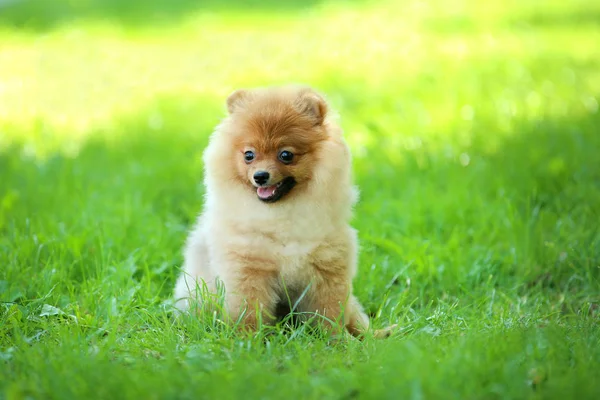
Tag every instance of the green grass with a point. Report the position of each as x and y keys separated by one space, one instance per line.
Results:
x=476 y=133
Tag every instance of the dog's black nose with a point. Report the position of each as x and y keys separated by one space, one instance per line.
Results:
x=261 y=177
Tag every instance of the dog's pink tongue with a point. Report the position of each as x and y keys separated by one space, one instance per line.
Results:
x=264 y=192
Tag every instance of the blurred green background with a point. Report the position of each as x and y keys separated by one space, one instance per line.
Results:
x=475 y=131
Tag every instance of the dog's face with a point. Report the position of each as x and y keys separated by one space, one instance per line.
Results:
x=275 y=136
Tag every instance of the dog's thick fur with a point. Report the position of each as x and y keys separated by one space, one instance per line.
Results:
x=266 y=253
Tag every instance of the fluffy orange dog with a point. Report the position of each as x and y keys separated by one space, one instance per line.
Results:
x=275 y=225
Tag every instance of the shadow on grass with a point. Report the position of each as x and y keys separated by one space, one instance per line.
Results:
x=525 y=214
x=42 y=15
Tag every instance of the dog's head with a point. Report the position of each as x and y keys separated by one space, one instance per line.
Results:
x=274 y=137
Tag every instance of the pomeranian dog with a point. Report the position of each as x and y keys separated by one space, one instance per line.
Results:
x=275 y=226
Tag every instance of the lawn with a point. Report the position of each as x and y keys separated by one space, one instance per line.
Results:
x=475 y=128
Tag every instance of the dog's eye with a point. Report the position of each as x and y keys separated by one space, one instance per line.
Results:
x=249 y=156
x=286 y=157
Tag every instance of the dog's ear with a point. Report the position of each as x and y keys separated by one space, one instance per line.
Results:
x=312 y=104
x=237 y=99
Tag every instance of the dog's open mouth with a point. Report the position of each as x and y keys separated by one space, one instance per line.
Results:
x=271 y=194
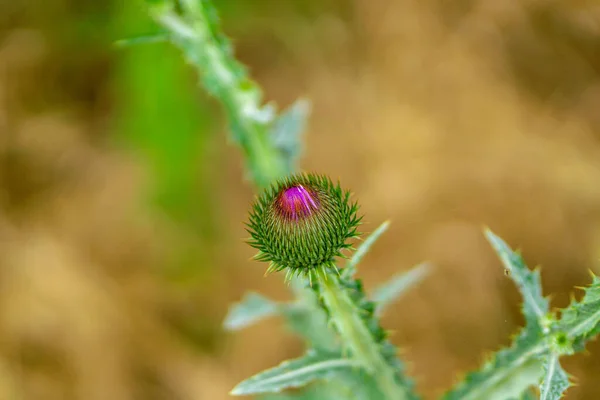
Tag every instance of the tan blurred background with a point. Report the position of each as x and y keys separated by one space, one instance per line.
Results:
x=121 y=201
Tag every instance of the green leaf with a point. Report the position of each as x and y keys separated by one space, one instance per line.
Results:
x=508 y=374
x=535 y=306
x=388 y=292
x=555 y=381
x=287 y=130
x=295 y=373
x=581 y=320
x=251 y=309
x=346 y=384
x=360 y=252
x=309 y=321
x=196 y=31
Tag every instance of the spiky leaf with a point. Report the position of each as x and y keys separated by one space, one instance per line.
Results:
x=295 y=373
x=363 y=249
x=386 y=293
x=251 y=309
x=581 y=320
x=358 y=311
x=535 y=306
x=555 y=381
x=507 y=375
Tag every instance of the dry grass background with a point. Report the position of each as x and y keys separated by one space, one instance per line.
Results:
x=441 y=116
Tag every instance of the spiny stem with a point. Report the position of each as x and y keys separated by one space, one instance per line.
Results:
x=345 y=315
x=225 y=78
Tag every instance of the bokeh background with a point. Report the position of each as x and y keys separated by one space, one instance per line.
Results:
x=122 y=202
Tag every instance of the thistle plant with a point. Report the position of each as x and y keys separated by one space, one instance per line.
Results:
x=304 y=224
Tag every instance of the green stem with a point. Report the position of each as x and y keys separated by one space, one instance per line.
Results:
x=345 y=315
x=195 y=33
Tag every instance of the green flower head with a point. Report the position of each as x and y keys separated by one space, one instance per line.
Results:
x=302 y=223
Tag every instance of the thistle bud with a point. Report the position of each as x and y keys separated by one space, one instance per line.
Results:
x=302 y=223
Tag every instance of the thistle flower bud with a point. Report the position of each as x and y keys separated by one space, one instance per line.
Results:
x=302 y=223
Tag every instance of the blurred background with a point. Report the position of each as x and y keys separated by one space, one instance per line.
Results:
x=122 y=203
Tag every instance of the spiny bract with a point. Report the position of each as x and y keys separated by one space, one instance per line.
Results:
x=302 y=222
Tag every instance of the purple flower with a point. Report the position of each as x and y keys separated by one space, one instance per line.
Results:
x=296 y=202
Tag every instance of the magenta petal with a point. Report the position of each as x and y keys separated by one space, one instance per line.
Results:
x=296 y=202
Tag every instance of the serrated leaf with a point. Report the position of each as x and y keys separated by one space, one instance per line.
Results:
x=286 y=132
x=555 y=381
x=363 y=249
x=508 y=374
x=346 y=384
x=528 y=395
x=310 y=322
x=386 y=293
x=535 y=306
x=295 y=373
x=581 y=320
x=250 y=310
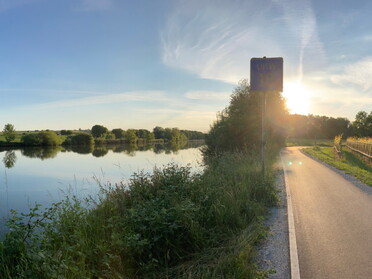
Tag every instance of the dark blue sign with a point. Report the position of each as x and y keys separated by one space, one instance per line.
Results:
x=267 y=74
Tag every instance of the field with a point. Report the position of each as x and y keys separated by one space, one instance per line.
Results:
x=350 y=163
x=308 y=142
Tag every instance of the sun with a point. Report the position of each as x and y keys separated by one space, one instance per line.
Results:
x=297 y=98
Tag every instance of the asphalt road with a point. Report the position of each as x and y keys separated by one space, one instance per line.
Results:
x=333 y=220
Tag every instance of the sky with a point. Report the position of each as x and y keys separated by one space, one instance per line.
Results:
x=174 y=63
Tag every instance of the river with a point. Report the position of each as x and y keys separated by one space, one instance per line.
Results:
x=46 y=175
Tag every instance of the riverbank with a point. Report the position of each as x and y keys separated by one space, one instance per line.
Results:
x=169 y=224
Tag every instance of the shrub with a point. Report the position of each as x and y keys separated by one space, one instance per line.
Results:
x=32 y=139
x=80 y=139
x=44 y=138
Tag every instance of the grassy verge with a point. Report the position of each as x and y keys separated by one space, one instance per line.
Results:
x=309 y=142
x=168 y=224
x=350 y=162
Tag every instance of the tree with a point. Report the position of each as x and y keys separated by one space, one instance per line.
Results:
x=44 y=138
x=9 y=132
x=362 y=126
x=99 y=131
x=119 y=133
x=131 y=136
x=159 y=132
x=238 y=126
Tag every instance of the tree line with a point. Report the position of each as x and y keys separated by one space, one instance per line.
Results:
x=99 y=134
x=238 y=126
x=323 y=127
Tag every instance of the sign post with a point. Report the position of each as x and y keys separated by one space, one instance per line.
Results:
x=266 y=77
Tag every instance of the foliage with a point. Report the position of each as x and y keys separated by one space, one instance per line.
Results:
x=317 y=127
x=337 y=142
x=362 y=126
x=193 y=135
x=238 y=127
x=131 y=136
x=9 y=159
x=44 y=138
x=158 y=225
x=98 y=131
x=119 y=133
x=159 y=132
x=45 y=152
x=367 y=140
x=31 y=139
x=109 y=136
x=79 y=139
x=9 y=132
x=66 y=132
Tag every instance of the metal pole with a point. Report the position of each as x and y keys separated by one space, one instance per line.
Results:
x=263 y=127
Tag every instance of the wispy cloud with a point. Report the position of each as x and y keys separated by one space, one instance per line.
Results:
x=207 y=95
x=358 y=73
x=301 y=20
x=141 y=96
x=94 y=5
x=216 y=39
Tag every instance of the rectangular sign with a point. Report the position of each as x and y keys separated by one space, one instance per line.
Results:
x=267 y=74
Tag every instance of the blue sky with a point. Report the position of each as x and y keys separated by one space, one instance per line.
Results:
x=138 y=64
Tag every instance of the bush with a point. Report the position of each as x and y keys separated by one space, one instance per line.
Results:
x=32 y=139
x=238 y=127
x=44 y=138
x=156 y=226
x=80 y=139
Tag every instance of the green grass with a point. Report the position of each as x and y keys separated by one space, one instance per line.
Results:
x=350 y=162
x=168 y=224
x=309 y=142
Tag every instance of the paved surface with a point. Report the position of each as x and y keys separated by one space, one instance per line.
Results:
x=333 y=220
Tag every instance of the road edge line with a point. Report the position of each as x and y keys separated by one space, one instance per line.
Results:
x=293 y=254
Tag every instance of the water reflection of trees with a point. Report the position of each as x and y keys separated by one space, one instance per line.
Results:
x=100 y=151
x=80 y=149
x=9 y=159
x=42 y=153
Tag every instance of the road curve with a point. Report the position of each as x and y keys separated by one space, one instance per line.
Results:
x=333 y=220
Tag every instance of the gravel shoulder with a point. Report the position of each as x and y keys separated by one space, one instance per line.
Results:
x=273 y=254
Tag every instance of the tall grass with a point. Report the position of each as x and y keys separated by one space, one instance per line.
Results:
x=169 y=224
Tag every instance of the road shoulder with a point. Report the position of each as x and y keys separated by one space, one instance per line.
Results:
x=273 y=254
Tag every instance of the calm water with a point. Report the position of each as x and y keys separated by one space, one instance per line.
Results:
x=43 y=175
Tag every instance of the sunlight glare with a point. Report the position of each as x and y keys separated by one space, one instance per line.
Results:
x=297 y=98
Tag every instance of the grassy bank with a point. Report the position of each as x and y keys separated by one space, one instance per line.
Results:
x=349 y=163
x=168 y=224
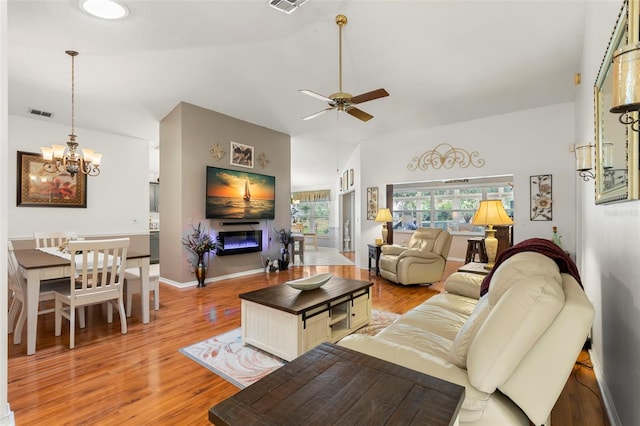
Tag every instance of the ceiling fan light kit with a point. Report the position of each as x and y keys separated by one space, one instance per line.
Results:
x=341 y=100
x=286 y=6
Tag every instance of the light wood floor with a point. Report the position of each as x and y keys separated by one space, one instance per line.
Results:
x=140 y=378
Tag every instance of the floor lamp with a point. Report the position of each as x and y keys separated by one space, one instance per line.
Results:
x=490 y=213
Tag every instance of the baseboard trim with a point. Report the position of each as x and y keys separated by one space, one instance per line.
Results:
x=210 y=280
x=609 y=406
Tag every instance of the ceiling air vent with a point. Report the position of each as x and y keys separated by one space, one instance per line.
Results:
x=286 y=6
x=41 y=113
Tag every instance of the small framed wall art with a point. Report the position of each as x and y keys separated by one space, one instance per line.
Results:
x=372 y=203
x=241 y=155
x=39 y=188
x=541 y=199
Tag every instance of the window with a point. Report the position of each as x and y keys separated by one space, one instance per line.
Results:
x=449 y=206
x=311 y=208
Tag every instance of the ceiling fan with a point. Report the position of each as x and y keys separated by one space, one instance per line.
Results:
x=341 y=100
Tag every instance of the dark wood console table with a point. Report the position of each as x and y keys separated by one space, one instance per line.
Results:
x=374 y=254
x=332 y=385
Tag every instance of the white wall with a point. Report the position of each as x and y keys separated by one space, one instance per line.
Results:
x=117 y=199
x=523 y=144
x=608 y=252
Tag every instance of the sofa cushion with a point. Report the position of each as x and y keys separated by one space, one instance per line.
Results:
x=517 y=267
x=430 y=327
x=464 y=284
x=525 y=300
x=460 y=345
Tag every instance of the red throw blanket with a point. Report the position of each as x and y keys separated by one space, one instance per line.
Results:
x=538 y=245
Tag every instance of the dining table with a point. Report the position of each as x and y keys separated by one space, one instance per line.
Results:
x=36 y=266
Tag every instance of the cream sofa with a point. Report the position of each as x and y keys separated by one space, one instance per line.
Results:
x=422 y=261
x=512 y=349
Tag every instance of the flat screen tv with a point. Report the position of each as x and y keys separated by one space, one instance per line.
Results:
x=234 y=194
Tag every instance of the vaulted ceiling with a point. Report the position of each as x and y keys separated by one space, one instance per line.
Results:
x=440 y=61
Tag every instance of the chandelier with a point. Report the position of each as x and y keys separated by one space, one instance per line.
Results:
x=60 y=158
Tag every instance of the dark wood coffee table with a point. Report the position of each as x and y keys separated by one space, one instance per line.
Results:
x=332 y=385
x=287 y=322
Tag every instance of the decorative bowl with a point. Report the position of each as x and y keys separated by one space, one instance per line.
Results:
x=310 y=283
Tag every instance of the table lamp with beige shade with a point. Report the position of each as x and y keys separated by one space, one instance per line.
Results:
x=490 y=213
x=384 y=216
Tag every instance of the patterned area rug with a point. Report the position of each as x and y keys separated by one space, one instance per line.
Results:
x=243 y=365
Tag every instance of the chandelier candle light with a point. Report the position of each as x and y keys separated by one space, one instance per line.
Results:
x=384 y=216
x=58 y=158
x=489 y=213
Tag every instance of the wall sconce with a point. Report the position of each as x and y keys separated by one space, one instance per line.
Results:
x=584 y=165
x=626 y=84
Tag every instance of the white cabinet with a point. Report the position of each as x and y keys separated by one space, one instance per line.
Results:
x=289 y=335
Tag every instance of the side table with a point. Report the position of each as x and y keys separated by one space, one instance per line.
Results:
x=374 y=254
x=475 y=268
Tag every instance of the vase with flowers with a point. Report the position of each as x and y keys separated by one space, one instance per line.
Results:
x=199 y=242
x=286 y=238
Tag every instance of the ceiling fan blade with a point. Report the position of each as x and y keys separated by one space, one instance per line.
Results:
x=318 y=113
x=316 y=95
x=359 y=114
x=369 y=96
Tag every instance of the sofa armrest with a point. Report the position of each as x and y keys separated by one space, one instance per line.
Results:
x=419 y=254
x=464 y=284
x=392 y=249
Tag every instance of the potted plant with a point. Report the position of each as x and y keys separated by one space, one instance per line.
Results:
x=199 y=242
x=286 y=238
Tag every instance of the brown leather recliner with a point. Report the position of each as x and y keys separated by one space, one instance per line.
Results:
x=422 y=261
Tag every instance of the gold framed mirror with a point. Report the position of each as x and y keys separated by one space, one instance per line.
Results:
x=616 y=167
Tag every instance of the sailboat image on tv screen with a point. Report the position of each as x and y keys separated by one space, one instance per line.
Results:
x=247 y=193
x=236 y=194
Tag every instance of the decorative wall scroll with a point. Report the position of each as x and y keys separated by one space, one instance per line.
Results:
x=445 y=155
x=541 y=208
x=372 y=203
x=217 y=152
x=38 y=188
x=262 y=160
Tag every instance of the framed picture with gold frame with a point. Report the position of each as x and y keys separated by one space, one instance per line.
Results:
x=372 y=202
x=38 y=188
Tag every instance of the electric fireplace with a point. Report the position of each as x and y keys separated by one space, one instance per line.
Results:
x=238 y=242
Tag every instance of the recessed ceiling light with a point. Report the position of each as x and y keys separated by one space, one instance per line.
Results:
x=105 y=9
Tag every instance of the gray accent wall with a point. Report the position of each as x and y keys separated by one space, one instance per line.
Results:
x=186 y=135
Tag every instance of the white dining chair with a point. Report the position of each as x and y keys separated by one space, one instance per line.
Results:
x=17 y=315
x=53 y=239
x=97 y=276
x=311 y=237
x=134 y=285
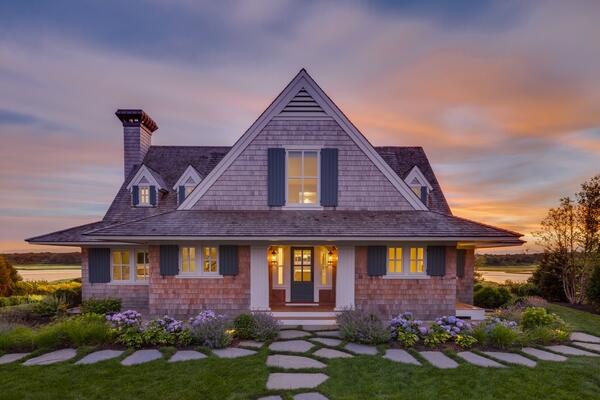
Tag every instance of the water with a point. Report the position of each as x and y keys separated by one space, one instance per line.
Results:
x=501 y=277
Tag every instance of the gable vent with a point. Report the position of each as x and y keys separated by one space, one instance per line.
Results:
x=302 y=106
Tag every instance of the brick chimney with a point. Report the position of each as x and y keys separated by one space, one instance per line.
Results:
x=137 y=136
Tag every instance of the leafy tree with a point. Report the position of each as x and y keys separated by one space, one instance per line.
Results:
x=8 y=277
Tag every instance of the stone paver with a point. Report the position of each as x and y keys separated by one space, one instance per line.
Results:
x=293 y=362
x=313 y=328
x=361 y=349
x=327 y=341
x=292 y=334
x=401 y=356
x=331 y=353
x=8 y=358
x=328 y=333
x=543 y=355
x=478 y=360
x=278 y=381
x=251 y=343
x=439 y=359
x=511 y=358
x=98 y=356
x=589 y=346
x=187 y=355
x=233 y=352
x=310 y=396
x=53 y=357
x=570 y=351
x=141 y=357
x=293 y=346
x=584 y=337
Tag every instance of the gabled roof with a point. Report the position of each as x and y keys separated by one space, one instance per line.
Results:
x=303 y=82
********
> _YOUR INSTRUCTIONS_: Retype the rows from the line with "Tag every instance of the fluffy" to the line with "x=275 y=225", including both of those lines, with no changes.

> _RESULT OF THIS EXERCISE_:
Tag every instance of the fluffy orange dog with a point. Report the position of each as x and y keys separated by one space, one instance per line.
Results:
x=275 y=225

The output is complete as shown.